| To-do list |
(a) In the passage shown, which contributor-authors does the editor single out for going "above and beyond"?
(b) Find every line in the rows that contains the word "tower" and copy each of those lines.

| Passage shown |
------------------------------------

All my contributor-authors deserve applause for “volunteering” to contribute to this handbook, especially as they were all so pressed for time and came from all parts of the globe. We did not want to just throw together a loose collection of white papers but to strive toward a cogent enterprise-wide handbook with a story and solutions. I know that for some authors, their initial cynicism grew into trust and support, while for a few, the task turned into hard and disciplined work as I pushed back for revision after revision.
Some of those contributor-authors deserve my special mention for going “above and beyond” in assisting me as editor. These include Ron Hale in the United States, Didier Verstichel in Belgium, and Bassam Alwarith in Saudi Arabia. To all, I tip my hat.
Domenic Antonucci, Editor and Chief Risk Officer, Australia
Tom is sitting at his chief executive officer’s desk staring into his early-morning coffee cup. His chairperson, Tara, has just reminded him that he has only one day before he must personally present to the board regarding his organization’s cyber risk management capabilities. “Also, include an assessment of how effective our cyber risk management is across all our enterprise-wide operations—not just IT,” she added.
Tom has never presented on cyber before. He had delegated such matters in the past to his chief information officer (CIO). Tom struggled to remember his last internal briefing on the matter. He was aware that they had recently hired a chief information security officer (CISO) with a focus on cybersecurity, who reported to him directly. Tom started to protest, “Tara, my CISO or CIO can present …” but was interrupted: “No, you own cybersecurity, we oversee it alongside the board. By ‘system,’ I don’t mean our IT approach, I mean our whole-of-organization capabilities to manage cyber threats.”
Noting the dazed look on Tom’s face, Tara gave Tom a tip. “Tom, cyber risk is not just an IT risk, it is an enterprise, strategic, commercial, and organization-wide risk. We at the top are accountable. You’ve introduced our first enterprise-wide risk management (ERM) system together with a risk maturity strategy and risk maturity model to assess and measure how we are improving the ERM system over time. Fine. But cyber risk is now an urgent priority and the specific capabilities required are a subset of the enterprise risk management system. You need to integrate the two. I suggest you dedicate your whole day today to having your team define the right set of capabilities in cyber risk management that our organization needs and how we can measure them. The board expects to see your road map first thing tomorrow.”
“But what is the board worrying about, Tara?” Tom quizzed. Tara paused, “Cyber threats, social media, mobile devices, massive data storage, artificially intelligent products, the Internet of Things (IoT), privacy requirements, and continuity of our business-as-usual—and more. These require heavy information security measures and organization capabilities. Tom, I’m going to leave you with a couple of recent survey results and you’ll understand what our board is worrying about. Read the highlights.”
Tom picked up the two reports and read the highlights.

------------------------------------

| Records supplied |
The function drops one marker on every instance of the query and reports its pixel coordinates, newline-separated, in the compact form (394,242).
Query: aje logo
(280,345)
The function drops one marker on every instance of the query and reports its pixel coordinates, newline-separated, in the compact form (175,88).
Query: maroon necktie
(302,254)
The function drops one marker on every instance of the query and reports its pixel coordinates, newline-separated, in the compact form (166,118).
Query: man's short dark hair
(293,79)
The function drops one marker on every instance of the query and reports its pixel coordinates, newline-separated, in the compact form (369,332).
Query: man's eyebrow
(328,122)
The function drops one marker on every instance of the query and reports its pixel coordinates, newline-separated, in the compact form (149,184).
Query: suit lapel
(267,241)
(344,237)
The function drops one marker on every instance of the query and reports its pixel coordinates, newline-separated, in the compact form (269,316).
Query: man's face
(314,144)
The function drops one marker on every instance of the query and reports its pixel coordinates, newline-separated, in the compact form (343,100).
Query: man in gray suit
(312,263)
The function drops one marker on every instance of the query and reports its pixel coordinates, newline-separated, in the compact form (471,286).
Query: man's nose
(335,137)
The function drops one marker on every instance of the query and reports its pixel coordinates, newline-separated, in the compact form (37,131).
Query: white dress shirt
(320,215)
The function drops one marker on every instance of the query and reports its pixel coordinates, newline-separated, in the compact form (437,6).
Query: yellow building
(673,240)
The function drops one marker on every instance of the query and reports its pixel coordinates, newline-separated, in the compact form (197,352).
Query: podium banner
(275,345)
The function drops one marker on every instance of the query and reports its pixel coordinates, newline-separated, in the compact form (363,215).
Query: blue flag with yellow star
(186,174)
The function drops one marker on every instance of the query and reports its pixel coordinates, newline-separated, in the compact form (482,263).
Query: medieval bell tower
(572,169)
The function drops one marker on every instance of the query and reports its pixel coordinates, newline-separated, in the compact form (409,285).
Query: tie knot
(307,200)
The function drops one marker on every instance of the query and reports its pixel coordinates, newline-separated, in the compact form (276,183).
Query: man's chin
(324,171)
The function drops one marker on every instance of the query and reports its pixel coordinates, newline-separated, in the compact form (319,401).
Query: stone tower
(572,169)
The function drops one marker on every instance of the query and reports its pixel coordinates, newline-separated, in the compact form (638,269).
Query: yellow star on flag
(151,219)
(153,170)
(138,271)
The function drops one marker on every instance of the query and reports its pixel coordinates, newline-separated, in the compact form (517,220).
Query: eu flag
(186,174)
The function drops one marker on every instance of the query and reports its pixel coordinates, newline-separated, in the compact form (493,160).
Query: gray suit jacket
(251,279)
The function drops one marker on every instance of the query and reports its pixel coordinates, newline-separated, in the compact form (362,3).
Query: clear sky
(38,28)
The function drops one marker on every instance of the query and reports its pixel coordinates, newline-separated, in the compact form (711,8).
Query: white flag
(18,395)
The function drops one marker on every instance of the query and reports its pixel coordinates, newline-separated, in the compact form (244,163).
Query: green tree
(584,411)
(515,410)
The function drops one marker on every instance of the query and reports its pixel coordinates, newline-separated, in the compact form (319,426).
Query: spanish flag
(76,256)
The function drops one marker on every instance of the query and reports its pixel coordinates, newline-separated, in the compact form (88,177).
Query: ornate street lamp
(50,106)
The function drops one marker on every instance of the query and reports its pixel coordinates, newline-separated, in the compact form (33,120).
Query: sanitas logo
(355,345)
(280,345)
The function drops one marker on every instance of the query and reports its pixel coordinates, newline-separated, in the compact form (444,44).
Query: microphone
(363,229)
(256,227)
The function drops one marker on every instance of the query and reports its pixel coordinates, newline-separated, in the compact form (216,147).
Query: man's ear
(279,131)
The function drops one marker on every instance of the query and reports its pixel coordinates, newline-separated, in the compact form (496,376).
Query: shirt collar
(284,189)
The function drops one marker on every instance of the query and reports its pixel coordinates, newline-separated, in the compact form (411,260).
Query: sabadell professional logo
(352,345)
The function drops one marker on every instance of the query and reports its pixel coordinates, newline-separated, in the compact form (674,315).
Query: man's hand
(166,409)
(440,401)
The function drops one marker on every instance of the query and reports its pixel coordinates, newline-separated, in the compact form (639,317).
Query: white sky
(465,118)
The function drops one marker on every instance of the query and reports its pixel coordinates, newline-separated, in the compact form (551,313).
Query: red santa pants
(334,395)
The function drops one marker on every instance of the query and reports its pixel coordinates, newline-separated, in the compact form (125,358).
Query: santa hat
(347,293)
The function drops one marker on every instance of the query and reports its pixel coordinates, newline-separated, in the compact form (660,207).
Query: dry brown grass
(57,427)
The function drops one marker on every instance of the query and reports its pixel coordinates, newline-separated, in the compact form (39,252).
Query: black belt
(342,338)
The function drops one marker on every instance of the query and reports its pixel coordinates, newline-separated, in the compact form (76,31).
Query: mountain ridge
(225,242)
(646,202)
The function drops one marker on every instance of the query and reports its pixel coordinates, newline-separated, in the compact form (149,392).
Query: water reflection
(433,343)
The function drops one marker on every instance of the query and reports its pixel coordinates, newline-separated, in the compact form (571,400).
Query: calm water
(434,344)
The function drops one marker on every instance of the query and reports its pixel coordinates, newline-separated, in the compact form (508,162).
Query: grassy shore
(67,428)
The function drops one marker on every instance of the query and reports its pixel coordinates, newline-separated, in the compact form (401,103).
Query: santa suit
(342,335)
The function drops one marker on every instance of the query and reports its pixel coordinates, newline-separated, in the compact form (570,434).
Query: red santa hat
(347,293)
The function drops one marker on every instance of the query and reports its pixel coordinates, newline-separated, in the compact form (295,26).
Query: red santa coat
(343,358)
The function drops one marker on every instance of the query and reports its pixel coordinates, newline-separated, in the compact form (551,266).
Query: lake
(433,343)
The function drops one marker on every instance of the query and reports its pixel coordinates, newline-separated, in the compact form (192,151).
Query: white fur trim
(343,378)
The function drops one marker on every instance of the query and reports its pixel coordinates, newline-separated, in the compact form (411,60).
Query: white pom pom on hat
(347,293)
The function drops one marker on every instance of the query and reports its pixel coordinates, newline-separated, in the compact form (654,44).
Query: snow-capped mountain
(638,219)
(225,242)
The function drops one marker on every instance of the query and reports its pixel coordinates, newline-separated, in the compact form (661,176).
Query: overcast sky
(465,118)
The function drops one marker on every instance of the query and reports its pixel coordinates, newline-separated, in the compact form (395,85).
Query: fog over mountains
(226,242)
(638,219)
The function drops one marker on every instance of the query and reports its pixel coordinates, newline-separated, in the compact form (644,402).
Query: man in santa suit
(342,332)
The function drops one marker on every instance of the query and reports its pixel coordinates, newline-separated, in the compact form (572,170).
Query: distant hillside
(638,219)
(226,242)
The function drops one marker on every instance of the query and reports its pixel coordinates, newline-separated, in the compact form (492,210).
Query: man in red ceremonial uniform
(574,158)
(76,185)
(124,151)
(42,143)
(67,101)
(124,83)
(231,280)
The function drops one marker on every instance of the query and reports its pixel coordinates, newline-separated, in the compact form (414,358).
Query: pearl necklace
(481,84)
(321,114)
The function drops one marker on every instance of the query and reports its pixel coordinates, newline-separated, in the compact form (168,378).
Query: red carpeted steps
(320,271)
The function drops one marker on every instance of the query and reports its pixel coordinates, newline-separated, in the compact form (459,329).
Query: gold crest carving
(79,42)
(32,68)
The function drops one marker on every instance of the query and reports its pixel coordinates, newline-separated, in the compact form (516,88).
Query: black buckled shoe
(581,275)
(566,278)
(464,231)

------------------------------------

| Per-task outputs |
(a) Ron Hale, Didier Verstichel, and Bassam Alwarith.

(b)
Query: medieval bell tower
Query: stone tower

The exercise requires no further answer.